* Exercise directions
Show all lines containing "field" from the data below.

(Beginning of Records for processing)

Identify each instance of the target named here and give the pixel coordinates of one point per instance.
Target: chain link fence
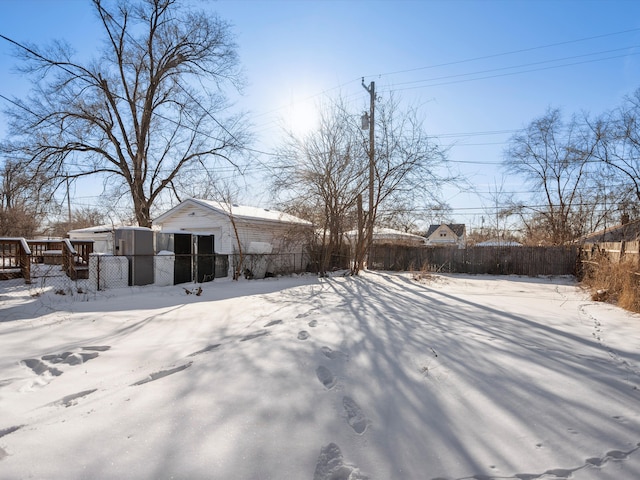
(104, 272)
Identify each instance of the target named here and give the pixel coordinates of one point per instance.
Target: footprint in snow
(331, 466)
(273, 322)
(70, 400)
(355, 418)
(161, 374)
(325, 376)
(206, 349)
(40, 368)
(251, 336)
(333, 354)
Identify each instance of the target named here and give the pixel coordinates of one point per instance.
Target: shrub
(614, 282)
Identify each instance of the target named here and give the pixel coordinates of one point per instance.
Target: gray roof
(457, 228)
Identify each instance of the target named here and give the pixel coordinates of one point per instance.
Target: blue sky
(479, 69)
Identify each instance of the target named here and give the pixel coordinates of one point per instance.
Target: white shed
(259, 230)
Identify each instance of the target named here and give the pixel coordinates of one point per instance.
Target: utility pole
(370, 217)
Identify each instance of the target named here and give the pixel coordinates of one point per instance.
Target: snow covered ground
(382, 376)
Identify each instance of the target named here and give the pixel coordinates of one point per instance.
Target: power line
(512, 52)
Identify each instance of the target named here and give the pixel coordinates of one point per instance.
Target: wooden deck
(18, 254)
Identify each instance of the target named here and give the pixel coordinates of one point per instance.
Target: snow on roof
(244, 212)
(389, 234)
(457, 228)
(496, 242)
(96, 229)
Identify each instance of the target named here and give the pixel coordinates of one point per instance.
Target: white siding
(192, 218)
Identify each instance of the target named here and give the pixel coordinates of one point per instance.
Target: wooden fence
(529, 261)
(614, 251)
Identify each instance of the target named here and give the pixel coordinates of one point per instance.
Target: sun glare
(302, 118)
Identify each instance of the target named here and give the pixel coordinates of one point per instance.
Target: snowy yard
(379, 377)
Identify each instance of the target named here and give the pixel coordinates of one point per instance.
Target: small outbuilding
(276, 236)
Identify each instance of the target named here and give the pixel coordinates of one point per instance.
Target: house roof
(237, 211)
(629, 231)
(389, 234)
(498, 242)
(457, 228)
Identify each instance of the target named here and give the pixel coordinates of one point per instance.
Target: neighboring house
(498, 242)
(629, 231)
(259, 230)
(389, 236)
(447, 235)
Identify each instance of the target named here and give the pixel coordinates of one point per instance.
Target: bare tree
(327, 173)
(22, 201)
(140, 116)
(80, 218)
(321, 176)
(553, 157)
(617, 137)
(409, 166)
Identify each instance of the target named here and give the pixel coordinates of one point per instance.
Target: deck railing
(15, 259)
(75, 258)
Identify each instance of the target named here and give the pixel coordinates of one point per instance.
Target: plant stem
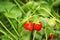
(8, 30)
(12, 26)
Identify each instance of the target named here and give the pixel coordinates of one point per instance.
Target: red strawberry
(37, 26)
(28, 25)
(51, 36)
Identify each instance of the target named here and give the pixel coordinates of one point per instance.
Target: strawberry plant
(29, 19)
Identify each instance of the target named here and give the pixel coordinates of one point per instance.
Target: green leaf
(14, 13)
(6, 5)
(4, 38)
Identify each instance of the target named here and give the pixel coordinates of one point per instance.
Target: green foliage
(13, 15)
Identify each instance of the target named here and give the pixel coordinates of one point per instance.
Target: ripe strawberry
(37, 26)
(51, 36)
(28, 25)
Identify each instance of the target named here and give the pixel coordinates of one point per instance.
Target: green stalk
(46, 34)
(12, 26)
(6, 34)
(19, 6)
(51, 14)
(34, 34)
(8, 30)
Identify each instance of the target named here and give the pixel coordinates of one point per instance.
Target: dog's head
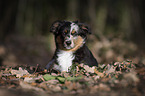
(69, 35)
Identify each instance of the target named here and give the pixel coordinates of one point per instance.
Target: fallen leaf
(19, 73)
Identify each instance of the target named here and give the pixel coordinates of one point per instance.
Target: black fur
(83, 54)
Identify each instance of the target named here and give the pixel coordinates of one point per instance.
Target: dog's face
(69, 35)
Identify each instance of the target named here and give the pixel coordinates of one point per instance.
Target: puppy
(70, 38)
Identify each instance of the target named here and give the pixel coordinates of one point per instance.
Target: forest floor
(117, 79)
(21, 74)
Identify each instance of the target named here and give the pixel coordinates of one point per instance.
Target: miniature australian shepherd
(70, 38)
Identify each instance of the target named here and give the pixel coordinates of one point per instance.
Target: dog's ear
(55, 27)
(85, 28)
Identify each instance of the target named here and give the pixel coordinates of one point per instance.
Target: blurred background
(118, 29)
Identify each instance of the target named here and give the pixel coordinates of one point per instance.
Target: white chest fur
(64, 60)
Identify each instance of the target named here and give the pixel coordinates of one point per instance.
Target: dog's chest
(64, 60)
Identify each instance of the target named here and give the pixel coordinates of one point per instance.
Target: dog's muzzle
(68, 44)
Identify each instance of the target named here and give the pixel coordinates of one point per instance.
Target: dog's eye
(65, 32)
(73, 32)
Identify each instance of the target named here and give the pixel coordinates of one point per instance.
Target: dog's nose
(68, 42)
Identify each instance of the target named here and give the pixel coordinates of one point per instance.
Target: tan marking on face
(65, 31)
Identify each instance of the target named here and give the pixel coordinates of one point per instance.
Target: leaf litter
(81, 79)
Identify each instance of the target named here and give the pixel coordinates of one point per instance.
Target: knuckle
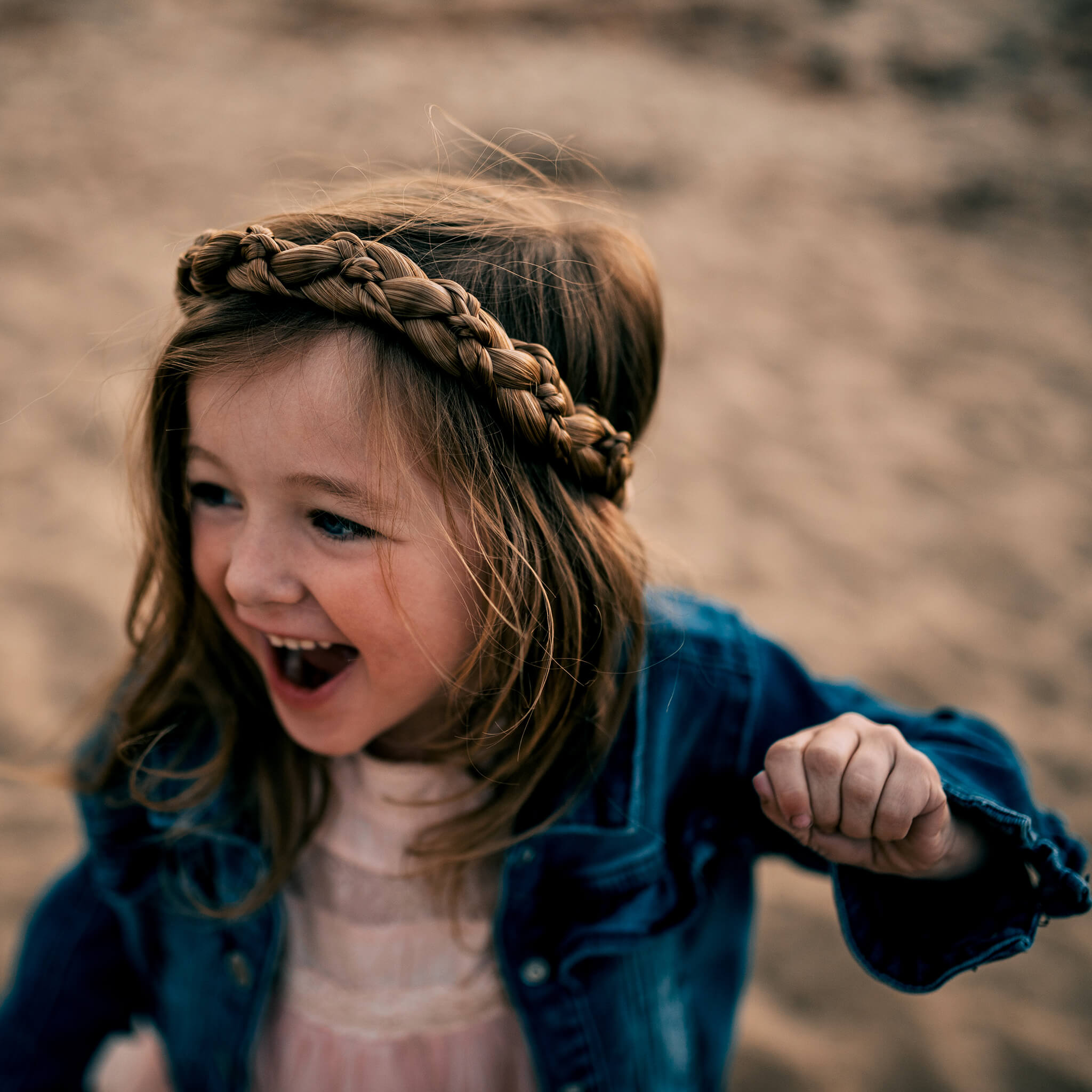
(823, 758)
(858, 790)
(781, 751)
(892, 824)
(893, 734)
(855, 721)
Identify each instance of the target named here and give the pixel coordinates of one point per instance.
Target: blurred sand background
(873, 221)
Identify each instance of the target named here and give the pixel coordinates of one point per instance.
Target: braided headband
(372, 282)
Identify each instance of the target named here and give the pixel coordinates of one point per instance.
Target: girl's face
(338, 579)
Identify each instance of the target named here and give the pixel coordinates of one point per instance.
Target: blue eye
(212, 495)
(338, 527)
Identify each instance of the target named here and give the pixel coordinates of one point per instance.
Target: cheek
(209, 559)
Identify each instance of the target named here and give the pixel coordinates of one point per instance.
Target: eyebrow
(334, 487)
(194, 451)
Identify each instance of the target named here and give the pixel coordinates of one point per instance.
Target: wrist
(967, 852)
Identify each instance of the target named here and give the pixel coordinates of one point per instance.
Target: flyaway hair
(421, 283)
(354, 278)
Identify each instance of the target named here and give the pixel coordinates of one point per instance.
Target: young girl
(412, 783)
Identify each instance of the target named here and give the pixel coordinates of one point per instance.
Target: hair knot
(362, 268)
(471, 326)
(372, 282)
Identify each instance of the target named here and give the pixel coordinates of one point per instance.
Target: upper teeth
(296, 643)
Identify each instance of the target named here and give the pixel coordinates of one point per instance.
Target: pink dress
(378, 993)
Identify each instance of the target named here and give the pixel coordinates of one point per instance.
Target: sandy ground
(873, 221)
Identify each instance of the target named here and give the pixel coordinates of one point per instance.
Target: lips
(309, 669)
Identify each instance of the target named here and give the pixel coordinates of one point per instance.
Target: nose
(260, 569)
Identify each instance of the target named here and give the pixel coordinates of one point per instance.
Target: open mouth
(309, 669)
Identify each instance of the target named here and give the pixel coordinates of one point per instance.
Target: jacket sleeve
(74, 986)
(917, 934)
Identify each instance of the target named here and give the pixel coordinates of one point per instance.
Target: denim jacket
(622, 930)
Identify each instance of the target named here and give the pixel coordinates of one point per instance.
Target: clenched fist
(858, 794)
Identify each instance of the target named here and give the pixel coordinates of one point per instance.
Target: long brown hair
(560, 573)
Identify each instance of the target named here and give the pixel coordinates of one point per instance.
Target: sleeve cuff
(917, 934)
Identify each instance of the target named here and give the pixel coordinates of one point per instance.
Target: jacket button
(239, 969)
(534, 972)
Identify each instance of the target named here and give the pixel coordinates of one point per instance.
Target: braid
(372, 282)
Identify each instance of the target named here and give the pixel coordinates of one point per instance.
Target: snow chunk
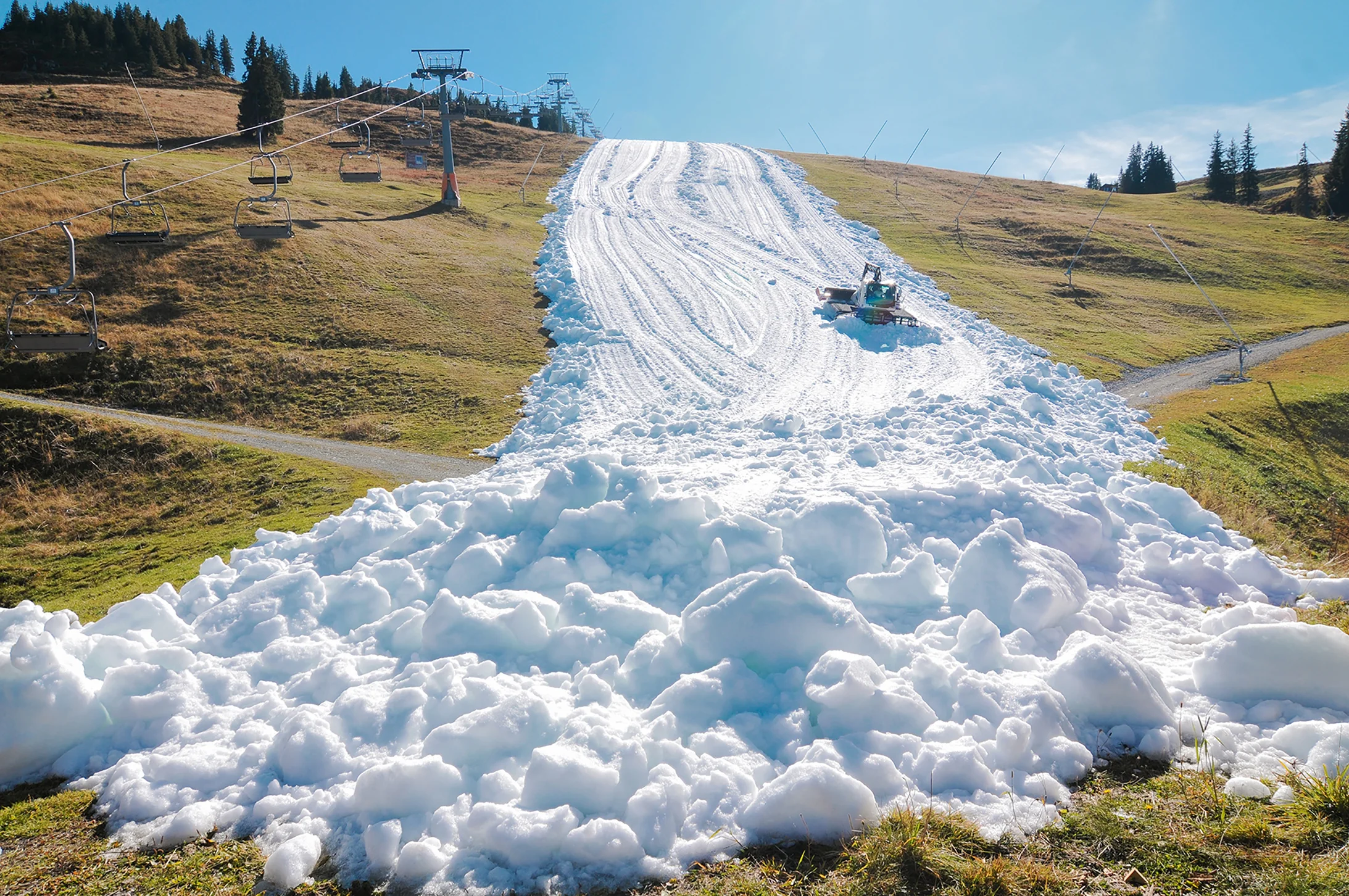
(811, 800)
(1308, 664)
(1015, 582)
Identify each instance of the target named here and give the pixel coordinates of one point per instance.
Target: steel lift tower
(559, 80)
(447, 65)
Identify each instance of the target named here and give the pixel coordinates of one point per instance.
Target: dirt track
(401, 466)
(1143, 386)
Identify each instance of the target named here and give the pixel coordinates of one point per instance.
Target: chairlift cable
(201, 177)
(188, 146)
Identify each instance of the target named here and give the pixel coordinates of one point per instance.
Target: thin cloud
(1279, 126)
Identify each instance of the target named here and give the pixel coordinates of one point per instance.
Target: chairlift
(350, 135)
(136, 222)
(360, 167)
(54, 319)
(258, 167)
(273, 215)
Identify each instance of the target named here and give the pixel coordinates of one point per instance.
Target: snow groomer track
(741, 575)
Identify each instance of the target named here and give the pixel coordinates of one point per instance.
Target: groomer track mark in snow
(734, 560)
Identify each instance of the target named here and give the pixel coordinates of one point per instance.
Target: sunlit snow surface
(741, 574)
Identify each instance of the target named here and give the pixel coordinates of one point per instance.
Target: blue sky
(1019, 77)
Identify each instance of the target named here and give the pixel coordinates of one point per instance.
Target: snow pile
(741, 575)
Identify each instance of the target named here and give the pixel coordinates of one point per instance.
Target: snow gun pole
(531, 172)
(916, 146)
(818, 138)
(1242, 346)
(1109, 193)
(873, 139)
(1053, 164)
(973, 192)
(143, 109)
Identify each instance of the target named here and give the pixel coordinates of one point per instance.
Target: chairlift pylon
(136, 222)
(258, 167)
(278, 227)
(39, 319)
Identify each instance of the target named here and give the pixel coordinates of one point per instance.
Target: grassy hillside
(383, 319)
(98, 512)
(1271, 457)
(1131, 305)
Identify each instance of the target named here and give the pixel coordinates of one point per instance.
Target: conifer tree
(1131, 176)
(1337, 173)
(1303, 197)
(1220, 183)
(1248, 183)
(264, 99)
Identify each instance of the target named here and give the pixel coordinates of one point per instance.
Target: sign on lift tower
(447, 65)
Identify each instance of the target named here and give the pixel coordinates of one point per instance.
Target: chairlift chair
(258, 167)
(278, 226)
(41, 319)
(365, 168)
(136, 222)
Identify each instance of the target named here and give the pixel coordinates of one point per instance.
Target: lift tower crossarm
(447, 65)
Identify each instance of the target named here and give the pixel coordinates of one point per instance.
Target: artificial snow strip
(741, 574)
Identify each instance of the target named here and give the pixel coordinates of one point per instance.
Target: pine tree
(264, 99)
(1337, 173)
(1248, 183)
(1303, 197)
(1220, 181)
(211, 54)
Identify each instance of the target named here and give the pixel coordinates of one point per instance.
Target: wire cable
(189, 146)
(228, 168)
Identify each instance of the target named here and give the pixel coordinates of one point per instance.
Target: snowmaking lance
(876, 300)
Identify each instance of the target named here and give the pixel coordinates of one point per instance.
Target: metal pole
(818, 138)
(448, 183)
(1053, 164)
(1242, 346)
(1109, 193)
(974, 191)
(158, 145)
(873, 139)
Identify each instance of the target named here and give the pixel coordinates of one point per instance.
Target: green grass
(1132, 307)
(386, 317)
(1173, 826)
(1270, 457)
(99, 512)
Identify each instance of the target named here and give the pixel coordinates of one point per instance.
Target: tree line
(1144, 172)
(83, 39)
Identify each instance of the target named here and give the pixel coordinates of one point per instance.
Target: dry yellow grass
(382, 307)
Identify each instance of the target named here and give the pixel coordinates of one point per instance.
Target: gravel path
(1143, 386)
(401, 466)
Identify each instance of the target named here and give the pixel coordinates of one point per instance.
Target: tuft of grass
(1329, 613)
(99, 512)
(1270, 457)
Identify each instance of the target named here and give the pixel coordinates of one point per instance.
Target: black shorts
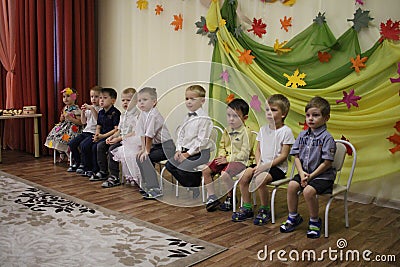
(276, 173)
(320, 185)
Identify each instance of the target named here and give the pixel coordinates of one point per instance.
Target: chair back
(341, 151)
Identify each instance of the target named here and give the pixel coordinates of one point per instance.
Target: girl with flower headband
(68, 127)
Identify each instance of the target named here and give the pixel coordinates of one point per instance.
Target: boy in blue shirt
(107, 125)
(314, 151)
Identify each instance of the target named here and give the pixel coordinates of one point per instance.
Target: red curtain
(55, 48)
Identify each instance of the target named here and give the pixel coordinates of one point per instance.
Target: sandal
(111, 182)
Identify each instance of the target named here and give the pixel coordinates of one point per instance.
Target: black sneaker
(291, 224)
(100, 176)
(72, 168)
(227, 205)
(212, 203)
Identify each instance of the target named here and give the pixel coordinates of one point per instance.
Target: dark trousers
(86, 153)
(74, 147)
(158, 152)
(184, 171)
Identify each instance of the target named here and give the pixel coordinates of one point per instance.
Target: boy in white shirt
(273, 147)
(193, 146)
(157, 144)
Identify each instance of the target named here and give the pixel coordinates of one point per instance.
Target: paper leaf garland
(159, 9)
(349, 99)
(320, 19)
(324, 56)
(213, 38)
(286, 23)
(279, 47)
(255, 103)
(229, 98)
(396, 80)
(224, 76)
(361, 19)
(258, 27)
(390, 30)
(142, 4)
(358, 63)
(296, 79)
(349, 151)
(245, 57)
(202, 25)
(177, 22)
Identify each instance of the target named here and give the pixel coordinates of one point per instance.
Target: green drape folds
(367, 126)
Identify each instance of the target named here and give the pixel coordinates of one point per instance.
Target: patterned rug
(43, 227)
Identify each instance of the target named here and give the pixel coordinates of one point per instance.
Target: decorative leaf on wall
(296, 79)
(349, 99)
(279, 47)
(224, 76)
(255, 103)
(213, 38)
(286, 23)
(202, 26)
(229, 98)
(396, 80)
(349, 151)
(324, 56)
(390, 30)
(177, 22)
(245, 57)
(320, 19)
(258, 27)
(358, 63)
(142, 4)
(159, 9)
(361, 19)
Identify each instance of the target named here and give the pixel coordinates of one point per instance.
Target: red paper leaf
(258, 27)
(349, 99)
(390, 30)
(324, 56)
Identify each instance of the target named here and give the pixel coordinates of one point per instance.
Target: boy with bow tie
(192, 146)
(235, 152)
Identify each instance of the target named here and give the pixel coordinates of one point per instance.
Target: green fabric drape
(366, 127)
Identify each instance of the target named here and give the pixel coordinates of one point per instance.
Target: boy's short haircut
(129, 90)
(110, 91)
(96, 89)
(198, 89)
(151, 91)
(281, 101)
(320, 103)
(239, 104)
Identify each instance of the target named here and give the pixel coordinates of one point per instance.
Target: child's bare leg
(310, 196)
(244, 184)
(292, 197)
(208, 181)
(263, 191)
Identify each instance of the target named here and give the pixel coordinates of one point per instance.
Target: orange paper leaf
(177, 22)
(358, 63)
(246, 57)
(286, 23)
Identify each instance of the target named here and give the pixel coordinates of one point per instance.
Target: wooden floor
(371, 227)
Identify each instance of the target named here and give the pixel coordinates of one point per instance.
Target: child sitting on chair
(69, 126)
(234, 154)
(120, 150)
(314, 151)
(273, 146)
(192, 147)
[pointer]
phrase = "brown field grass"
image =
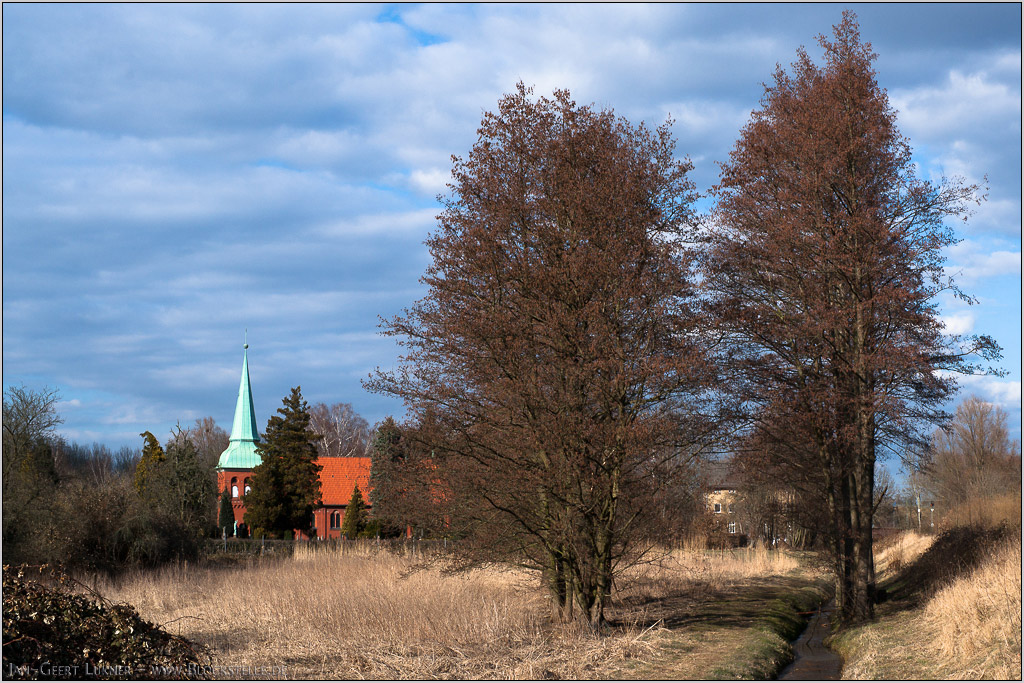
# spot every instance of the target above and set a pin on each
(956, 607)
(375, 614)
(898, 552)
(978, 619)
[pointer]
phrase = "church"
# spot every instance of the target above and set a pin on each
(235, 468)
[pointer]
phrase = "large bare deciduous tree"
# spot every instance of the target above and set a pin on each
(554, 372)
(823, 268)
(341, 432)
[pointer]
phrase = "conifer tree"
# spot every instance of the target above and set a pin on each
(226, 515)
(286, 485)
(153, 456)
(355, 517)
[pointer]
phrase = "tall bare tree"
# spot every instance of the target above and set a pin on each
(341, 432)
(30, 476)
(554, 369)
(824, 269)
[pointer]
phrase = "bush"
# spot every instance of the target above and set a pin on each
(51, 633)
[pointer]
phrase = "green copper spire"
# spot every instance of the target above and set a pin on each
(241, 453)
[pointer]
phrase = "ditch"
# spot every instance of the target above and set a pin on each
(814, 662)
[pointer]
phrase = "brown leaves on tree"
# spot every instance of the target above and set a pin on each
(823, 268)
(552, 370)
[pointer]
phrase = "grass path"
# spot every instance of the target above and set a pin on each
(740, 633)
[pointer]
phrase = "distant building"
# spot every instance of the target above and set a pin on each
(235, 468)
(721, 497)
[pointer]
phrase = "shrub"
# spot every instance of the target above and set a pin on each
(51, 632)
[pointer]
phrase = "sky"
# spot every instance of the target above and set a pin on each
(179, 177)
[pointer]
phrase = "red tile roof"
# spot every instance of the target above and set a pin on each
(339, 477)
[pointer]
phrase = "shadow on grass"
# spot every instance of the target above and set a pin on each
(953, 554)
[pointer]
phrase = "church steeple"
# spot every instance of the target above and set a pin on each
(241, 452)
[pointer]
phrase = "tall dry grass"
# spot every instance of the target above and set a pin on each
(977, 619)
(899, 551)
(375, 614)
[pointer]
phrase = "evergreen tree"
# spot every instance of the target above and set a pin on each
(181, 488)
(226, 521)
(355, 517)
(286, 484)
(153, 456)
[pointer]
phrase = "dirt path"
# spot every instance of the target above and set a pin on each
(813, 660)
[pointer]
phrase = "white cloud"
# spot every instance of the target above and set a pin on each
(1001, 391)
(964, 101)
(970, 262)
(958, 324)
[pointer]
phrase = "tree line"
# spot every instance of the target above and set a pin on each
(587, 335)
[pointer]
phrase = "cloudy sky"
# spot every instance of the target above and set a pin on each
(176, 174)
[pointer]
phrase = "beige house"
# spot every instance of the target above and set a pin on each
(722, 499)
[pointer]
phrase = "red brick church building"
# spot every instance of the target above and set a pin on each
(338, 478)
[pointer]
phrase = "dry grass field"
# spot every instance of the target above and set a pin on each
(964, 625)
(375, 614)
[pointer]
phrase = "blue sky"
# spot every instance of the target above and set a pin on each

(End of Records for processing)

* Response area
phrase = "brown field grass"
phrase = "dry grass field"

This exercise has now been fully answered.